Excerpts from point annotation data:
----

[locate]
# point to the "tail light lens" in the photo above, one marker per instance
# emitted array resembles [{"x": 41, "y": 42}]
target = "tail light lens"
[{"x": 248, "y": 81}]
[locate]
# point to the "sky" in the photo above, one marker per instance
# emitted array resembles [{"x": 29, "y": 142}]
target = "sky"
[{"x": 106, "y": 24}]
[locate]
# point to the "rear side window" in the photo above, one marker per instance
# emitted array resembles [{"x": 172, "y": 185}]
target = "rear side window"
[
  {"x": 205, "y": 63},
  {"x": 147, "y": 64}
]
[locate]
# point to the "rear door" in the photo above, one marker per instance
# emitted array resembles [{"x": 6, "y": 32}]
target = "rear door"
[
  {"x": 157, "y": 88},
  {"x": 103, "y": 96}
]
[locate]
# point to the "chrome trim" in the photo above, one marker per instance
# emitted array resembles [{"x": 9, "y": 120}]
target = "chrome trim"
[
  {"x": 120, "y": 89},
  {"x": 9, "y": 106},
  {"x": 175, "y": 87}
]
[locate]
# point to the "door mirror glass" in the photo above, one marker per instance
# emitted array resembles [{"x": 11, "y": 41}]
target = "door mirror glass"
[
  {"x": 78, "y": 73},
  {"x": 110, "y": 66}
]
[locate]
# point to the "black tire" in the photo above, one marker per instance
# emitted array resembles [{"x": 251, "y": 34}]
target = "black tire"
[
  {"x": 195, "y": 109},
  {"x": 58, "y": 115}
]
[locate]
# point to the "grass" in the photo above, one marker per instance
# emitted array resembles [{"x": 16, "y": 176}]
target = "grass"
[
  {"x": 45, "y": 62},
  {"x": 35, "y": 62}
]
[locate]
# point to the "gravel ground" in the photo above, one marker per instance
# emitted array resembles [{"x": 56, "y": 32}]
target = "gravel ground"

----

Aim of the exercise → Copy the listing above word for word, every line of it.

Correct answer →
[locate]
# point to the "tail light lens" in the photo above, one marker per instance
# emitted array resembles [{"x": 41, "y": 42}]
target = "tail light lens"
[{"x": 248, "y": 81}]
[locate]
# point to the "sky" in the photo above, one marker per instance
# emitted array resembles [{"x": 29, "y": 142}]
target = "sky"
[{"x": 106, "y": 24}]
[locate]
# point to the "rear side window" in the photo above, one marker per instance
# emitted array resembles [{"x": 172, "y": 185}]
target = "rear side window"
[
  {"x": 205, "y": 63},
  {"x": 147, "y": 64}
]
[locate]
# point to the "rear door" in the photo above, one marker per instance
# emitted array resembles [{"x": 6, "y": 32}]
target = "rear door"
[
  {"x": 157, "y": 88},
  {"x": 103, "y": 96}
]
[locate]
# point to the "chrome trim" in the photo above, one marker per instance
# emitted array resembles [{"x": 9, "y": 120}]
target = "chrome trim"
[
  {"x": 120, "y": 89},
  {"x": 9, "y": 106},
  {"x": 175, "y": 87}
]
[locate]
# point to the "door mirror glass" in the photo above, one marker per instance
# emitted array resembles [{"x": 11, "y": 41}]
target = "door mirror glass"
[
  {"x": 78, "y": 73},
  {"x": 110, "y": 66}
]
[locate]
# point to the "black tire" in the photo above, one marker per instance
# emitted array resembles [{"x": 251, "y": 34}]
target = "black tire"
[
  {"x": 195, "y": 109},
  {"x": 58, "y": 115}
]
[locate]
# point to the "grass" in the photo above, one marker per instance
# emitted array resembles [{"x": 16, "y": 176}]
target = "grass"
[
  {"x": 45, "y": 62},
  {"x": 35, "y": 62}
]
[locate]
# point to the "gravel ground" in the photo above, one marker per instance
# emitted array resembles [{"x": 56, "y": 32}]
target = "gravel ground"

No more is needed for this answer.